[Extrait du document]
◇ ◇ ◇ ◇ ◇ ◇ ◇
Voyage en colonisation française II : L’installation d’une colonie de peuplement vue par Albert Camus


Détail de la couverture de l'édition Folio du "Premier homme" d'Albert Camus (c) Gallimard

Mathieu Belezi, dont nous avons présenté la tétralogie dans notre précédent article, revendique d’avoir puisé aux mêmes sources documentaires que Camus dans Le Premier Homme, en particulier dans les ouvrages de Maxime Rasteil, Le Calvaire des colons de 1848 (1930, réédité en 2000) et l’ouvrage de Louis de Baudricour, histoire de la colonisation de l'algérie.




 

 

Mais ce qu’il en fait est-il semblable ? On sait que Le Premier Homme est le livre inachevé d’une fiction autobiographique d’un écrivain célèbre ; d’un écrivain symbole que l’on a sommé de prendre une position claire dans le conflit algérien, violent et déchirant, mettant aux prises, les hommes d’une même terre, conséquence d’une colonie de peuplement. C’est un livre de mémoire, luttant contre l’oubli. Face à la guerre d’indépendance dont l’issue semble inéluctable, Camus apporte sa « réponse » : reconstruire l'Histoire de sa communauté au moment où se joue son éviction du pays. La ligne majeure du texte s’articule autour d’un triptyque : anonymat, obscurité, oubli et le narrateur s’exprime en sa qualité d' « Algérien ».

 

Jacques Cormery, comme ses ancêtres, naît dans l’anonymat, en une naissance furtive d'un enfant d'émigrants, c’est le début du livre qui donne le ton : « au fond de la même nuit où il était né au cours de ce déménagement, émigrant, enfant d'émigrants ». S’ajoute à cet anonymat la qualité d’orphelin : Jacques est un des orphelins d'Algérie dont on a utilisé les pères dans les guerres d'Europe : les fils de pauvres ont un destin commun de sacrifice. Si les pauvres n’ont pas de mémoire, celui d’entre eux qui s’est nourri à d’autres sources, a le devoir d’écrire leur histoire : « Arracher cette famille pauvre au destin des pauvres qui est de disparaître de l'histoire dans laisser de traces. Les Muets./ Ils étaient et ils sont plus grands que moi. » Cette Histoire que l’écrivain revendique est celle du « Blanc sans terres ». Non possédant, il ne peut être un spoliateur ! Le processus de réécriture de l’Histoire est en marche. Aussi proche que l'on soit de l'histoire attestée, on recompose dès l'instant qu'on écrit. Et dans les éléments socio-historiques, on opère des choix qui révèlent les forces qu'on veut introduire dans un champ symbolique.

 

Aussi, tout en inscrivant en texte personnages et faits réels, le narrateur introduit, tout d'abord, le portrait du colon d'aujourd'hui, fils lui-même du colon pionnier. Ces deux portraits sont  accompagnés d'une anecdote significative et poignante, celle de la destruction des vignes et du « dialogue » entre le vieux colon et ses ouvriers arabes. Le regard parcourt alors le paysage, transformé par le travail du colon : « La plaine de la Seybouse, autrefois marécageuse, étendait jusqu'à la mer au nord, sous le ciel blanc de chaleur, ses champs de vigne tirés au cordeau, avec ses feuilles bleuies par le sulfatage et ses grappes déjà noires, coupés de loin en loin par des lignes de cyprès ou de bouquets d'eucalyptus à l'ombre desquels s'abritaient des maisons. » Du marécage, la terre est devenue richesse par le travail des colons.
◇ ◇ ◇ ◇ ◇ ◇ ◇
[Actions à mener]
a – D'après l'extrait sur Le Premier Homme, pourquoi celui des pauvres qui s'est nourri à d'autres sources a-t-il le devoir d'écrire leur histoire ? Répondez en une à trois phrases.
b – Recopiez à l'identique, s'il vous plaît, les lignes du listing en partant de sa toute première ligne et en allant jusqu'à la ligne contenant « ring rule: even-odd », celle-ci comprise.
L'extrait sur Le Premier Homme et le listing n'ont aucun lien entre eux.

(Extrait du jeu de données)
◇ ◇ ◇ ◇ ◇ ◇ ◇
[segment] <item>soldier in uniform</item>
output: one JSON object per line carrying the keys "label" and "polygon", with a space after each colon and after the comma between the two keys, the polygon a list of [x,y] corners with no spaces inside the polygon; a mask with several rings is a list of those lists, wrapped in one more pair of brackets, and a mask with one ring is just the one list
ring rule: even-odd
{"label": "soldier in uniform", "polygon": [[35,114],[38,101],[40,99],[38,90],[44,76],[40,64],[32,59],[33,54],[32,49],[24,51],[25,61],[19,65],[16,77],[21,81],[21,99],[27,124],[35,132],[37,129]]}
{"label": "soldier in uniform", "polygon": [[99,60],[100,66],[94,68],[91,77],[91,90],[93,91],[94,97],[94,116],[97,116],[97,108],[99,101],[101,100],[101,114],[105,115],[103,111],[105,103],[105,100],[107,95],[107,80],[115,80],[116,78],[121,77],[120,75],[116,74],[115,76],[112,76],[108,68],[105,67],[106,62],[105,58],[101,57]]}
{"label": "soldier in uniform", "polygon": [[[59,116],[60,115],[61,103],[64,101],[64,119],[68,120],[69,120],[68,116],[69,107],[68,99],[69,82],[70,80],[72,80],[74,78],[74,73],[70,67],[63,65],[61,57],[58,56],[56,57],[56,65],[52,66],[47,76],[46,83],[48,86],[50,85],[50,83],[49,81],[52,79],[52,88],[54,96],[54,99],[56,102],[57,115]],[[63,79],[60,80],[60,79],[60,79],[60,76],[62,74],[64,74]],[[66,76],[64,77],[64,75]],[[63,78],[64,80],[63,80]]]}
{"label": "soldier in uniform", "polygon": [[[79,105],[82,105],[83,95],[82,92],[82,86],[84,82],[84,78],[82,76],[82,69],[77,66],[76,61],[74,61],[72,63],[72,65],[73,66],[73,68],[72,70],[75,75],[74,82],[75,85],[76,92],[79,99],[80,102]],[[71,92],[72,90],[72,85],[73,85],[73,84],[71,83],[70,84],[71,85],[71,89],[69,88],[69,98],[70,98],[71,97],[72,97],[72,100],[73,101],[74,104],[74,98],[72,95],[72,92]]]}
◇ ◇ ◇ ◇ ◇ ◇ ◇
[Réponses]
a – Parce que les pauvres n'ont pas de mémoire et que leur destin est de disparaître de l'histoire sans laisser de traces. Celui d'entre eux qui s'est nourri à d'autres sources doit donc les arracher à cet oubli en écrivant leur histoire.

b –
[segment] <item>soldier in uniform</item>
output: one JSON object per line carrying the keys "label" and "polygon", with a space after each colon and after the comma between the two keys, the polygon a list of [x,y] corners with no spaces inside the polygon; a mask with several rings is a list of those lists, wrapped in one more pair of brackets, and a mask with one ring is just the one list
ring rule: even-odd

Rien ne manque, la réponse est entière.